**Document**
As the Union forces pushed nearer the town’s defenses, constantly digging trenches that snaked toward the enemy positions, the proximity of the two armies produced both sniping at closer range and occasional impromptu truces. In places, the Union and Confederate soldiers were so near each other that, although they kept their heads down, they needed only to raise their voices slightly to communicate across the narrowing no-man’s-land. Blackberry bushes grew in profusion between the opposing trenches; the troops of both sides suffered from diarrhea and knew that blackberries helped to cure it, so quick conferences produced agreements that allowed men from both sides to go out and pick the berries.

**Material**
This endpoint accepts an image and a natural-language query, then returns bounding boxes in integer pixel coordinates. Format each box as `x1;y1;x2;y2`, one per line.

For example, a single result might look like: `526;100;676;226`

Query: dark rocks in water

**Prompt**
Please answer from the passage about the Union and Confederate trenches: what grew in profusion between the opposing trenches?

**Answer for this exercise**
Blackberry bushes.